Named-object pointing records:

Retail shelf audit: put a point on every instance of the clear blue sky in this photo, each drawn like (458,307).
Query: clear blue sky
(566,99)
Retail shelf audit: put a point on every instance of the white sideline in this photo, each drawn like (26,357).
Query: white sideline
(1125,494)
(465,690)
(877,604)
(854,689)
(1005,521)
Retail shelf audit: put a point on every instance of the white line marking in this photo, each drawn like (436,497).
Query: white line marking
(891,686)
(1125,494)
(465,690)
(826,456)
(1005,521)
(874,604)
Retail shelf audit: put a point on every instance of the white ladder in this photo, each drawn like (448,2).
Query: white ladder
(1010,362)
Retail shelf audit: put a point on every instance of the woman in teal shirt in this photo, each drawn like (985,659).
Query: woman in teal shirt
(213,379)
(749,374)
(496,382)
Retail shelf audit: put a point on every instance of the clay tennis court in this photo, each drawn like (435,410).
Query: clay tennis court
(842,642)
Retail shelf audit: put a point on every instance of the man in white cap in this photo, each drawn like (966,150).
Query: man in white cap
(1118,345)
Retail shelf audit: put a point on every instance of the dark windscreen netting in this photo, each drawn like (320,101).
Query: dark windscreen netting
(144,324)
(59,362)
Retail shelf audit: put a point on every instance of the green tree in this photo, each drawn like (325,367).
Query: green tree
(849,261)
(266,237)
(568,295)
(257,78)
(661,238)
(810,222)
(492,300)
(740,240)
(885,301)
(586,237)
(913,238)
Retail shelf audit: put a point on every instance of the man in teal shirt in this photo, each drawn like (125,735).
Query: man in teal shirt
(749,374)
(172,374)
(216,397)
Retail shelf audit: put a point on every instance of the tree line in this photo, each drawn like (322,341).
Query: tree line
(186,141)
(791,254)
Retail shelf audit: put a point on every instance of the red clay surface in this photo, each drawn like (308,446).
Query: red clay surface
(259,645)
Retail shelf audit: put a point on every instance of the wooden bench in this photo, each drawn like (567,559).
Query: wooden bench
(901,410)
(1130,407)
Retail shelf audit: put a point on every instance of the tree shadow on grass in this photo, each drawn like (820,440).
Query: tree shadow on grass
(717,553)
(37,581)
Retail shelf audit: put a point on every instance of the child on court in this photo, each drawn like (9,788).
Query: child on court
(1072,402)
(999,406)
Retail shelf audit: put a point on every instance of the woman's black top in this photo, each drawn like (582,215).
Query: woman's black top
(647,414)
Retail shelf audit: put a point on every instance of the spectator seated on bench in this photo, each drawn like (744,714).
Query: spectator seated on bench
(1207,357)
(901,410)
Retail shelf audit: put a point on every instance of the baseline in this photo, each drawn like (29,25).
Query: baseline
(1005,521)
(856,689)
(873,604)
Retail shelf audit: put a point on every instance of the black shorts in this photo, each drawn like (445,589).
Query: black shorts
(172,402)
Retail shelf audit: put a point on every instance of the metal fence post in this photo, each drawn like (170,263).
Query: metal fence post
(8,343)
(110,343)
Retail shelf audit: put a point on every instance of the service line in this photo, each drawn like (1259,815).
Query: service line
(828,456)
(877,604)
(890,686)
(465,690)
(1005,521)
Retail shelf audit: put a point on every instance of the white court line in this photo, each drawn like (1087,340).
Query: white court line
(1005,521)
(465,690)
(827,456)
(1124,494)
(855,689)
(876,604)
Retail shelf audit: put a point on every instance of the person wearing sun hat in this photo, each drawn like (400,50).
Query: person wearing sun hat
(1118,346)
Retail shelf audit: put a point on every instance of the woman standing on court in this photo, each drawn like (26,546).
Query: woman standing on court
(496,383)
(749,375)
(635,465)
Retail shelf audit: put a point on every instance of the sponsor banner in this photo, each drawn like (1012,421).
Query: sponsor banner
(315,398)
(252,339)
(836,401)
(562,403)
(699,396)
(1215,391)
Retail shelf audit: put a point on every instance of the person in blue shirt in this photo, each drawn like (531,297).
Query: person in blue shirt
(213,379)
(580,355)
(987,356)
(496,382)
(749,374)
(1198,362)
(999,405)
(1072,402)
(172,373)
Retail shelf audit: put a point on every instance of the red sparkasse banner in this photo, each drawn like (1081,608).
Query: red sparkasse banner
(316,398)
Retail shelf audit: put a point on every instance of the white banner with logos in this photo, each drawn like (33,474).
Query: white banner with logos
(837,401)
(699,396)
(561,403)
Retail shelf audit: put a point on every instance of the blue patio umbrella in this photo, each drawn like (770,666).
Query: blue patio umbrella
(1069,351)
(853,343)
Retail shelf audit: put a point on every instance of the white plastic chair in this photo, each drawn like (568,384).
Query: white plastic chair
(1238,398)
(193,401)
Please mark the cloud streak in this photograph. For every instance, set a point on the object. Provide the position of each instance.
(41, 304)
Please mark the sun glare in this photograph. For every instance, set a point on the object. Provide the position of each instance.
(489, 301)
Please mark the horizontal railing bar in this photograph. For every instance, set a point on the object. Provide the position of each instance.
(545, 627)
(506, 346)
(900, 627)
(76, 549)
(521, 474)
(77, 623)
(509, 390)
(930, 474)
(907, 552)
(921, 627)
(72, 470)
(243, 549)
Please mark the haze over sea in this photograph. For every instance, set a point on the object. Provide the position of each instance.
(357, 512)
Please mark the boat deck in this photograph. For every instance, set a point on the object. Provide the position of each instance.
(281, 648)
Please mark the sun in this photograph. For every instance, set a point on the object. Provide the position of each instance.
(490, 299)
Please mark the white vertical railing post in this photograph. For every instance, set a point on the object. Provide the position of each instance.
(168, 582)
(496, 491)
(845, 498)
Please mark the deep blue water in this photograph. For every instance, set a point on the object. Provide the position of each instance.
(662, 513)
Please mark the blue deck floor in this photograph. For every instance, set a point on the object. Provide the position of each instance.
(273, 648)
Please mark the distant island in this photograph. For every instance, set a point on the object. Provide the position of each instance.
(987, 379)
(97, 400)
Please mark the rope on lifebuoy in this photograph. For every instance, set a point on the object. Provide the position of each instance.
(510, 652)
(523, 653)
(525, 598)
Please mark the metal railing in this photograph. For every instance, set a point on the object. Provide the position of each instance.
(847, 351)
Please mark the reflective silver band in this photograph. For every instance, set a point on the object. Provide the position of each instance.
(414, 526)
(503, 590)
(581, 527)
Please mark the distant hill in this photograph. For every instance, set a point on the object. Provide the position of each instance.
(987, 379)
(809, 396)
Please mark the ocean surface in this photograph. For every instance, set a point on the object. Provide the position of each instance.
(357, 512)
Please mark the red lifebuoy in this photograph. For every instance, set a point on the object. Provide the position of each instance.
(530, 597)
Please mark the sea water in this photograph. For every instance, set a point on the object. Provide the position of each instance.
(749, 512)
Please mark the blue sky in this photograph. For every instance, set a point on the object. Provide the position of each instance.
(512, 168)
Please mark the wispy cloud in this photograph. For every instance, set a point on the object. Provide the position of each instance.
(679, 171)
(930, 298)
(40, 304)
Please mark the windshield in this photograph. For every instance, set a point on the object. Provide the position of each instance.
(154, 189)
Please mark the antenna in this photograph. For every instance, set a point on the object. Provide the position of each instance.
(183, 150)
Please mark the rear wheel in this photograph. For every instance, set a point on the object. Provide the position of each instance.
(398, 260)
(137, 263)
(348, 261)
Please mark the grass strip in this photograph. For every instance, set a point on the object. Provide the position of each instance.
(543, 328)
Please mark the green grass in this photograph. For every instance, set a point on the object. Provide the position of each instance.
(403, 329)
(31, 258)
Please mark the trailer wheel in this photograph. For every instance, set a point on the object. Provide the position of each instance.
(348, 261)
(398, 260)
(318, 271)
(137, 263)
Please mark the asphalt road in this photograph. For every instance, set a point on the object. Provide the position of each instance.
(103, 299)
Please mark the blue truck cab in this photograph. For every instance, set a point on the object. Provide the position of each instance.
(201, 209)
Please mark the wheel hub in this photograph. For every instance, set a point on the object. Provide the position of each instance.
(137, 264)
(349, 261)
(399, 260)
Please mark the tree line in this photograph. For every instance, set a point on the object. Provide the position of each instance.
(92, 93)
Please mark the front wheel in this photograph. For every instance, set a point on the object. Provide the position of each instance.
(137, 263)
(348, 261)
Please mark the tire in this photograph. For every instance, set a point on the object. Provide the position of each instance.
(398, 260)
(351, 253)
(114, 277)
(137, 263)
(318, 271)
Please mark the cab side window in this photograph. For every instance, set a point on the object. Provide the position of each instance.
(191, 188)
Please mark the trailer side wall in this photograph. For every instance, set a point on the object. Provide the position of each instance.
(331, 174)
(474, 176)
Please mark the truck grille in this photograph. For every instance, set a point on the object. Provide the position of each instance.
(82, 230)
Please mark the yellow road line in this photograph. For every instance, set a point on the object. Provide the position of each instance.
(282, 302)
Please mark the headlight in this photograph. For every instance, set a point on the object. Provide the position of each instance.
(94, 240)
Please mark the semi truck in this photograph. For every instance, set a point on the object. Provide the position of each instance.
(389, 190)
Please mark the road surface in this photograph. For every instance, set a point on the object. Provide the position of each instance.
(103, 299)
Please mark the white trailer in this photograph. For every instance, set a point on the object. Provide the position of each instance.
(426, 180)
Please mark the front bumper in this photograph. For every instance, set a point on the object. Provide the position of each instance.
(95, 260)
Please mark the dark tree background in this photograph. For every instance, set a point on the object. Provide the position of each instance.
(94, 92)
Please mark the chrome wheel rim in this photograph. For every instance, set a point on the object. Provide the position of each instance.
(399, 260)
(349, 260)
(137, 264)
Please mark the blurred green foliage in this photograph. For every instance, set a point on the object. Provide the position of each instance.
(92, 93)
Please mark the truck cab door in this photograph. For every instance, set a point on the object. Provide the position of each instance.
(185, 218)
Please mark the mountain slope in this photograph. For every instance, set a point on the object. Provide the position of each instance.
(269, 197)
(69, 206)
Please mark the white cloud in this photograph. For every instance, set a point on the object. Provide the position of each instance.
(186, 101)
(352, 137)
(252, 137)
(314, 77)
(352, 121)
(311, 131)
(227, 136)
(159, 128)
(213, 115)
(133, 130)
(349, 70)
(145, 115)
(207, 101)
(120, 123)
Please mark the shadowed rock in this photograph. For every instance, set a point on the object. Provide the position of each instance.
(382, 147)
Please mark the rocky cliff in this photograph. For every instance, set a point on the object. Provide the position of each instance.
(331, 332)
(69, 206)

#### Task brief:
Copy out the lines of the listing without any change, starting at the line containing "Please mark the chrome" and continuing through the end of the listing.

#### The output:
Please mark the chrome wheel rim in this photograph. For every instance, set a point on the object. Provide the position of each instance.
(399, 260)
(349, 260)
(137, 264)
Please mark the blurred green foliage in this photograph. For every instance, set a point on the object. Provide the position of each instance.
(92, 93)
Please mark the truck cab door in this photograph. For every instance, set a point on the object. Provide the position of each instance.
(185, 218)
Please mark the mountain slope in this photograph. For every instance, set a point on the object. Provide the position of each instance.
(269, 197)
(69, 206)
Please mark the white cloud in this photograph. For every instance, set a point on the object. Provide the position of each instance.
(186, 101)
(352, 137)
(252, 137)
(314, 77)
(352, 121)
(311, 131)
(227, 136)
(159, 128)
(213, 115)
(133, 130)
(349, 70)
(145, 115)
(207, 101)
(120, 123)
Please mark the shadowed rock in this photograph. For every instance, set a point on the object. Provide the position of each instance.
(382, 147)
Please mark the rocky cliff in this photograph. For every instance, set a point on the object. Provide the position of each instance.
(331, 332)
(69, 206)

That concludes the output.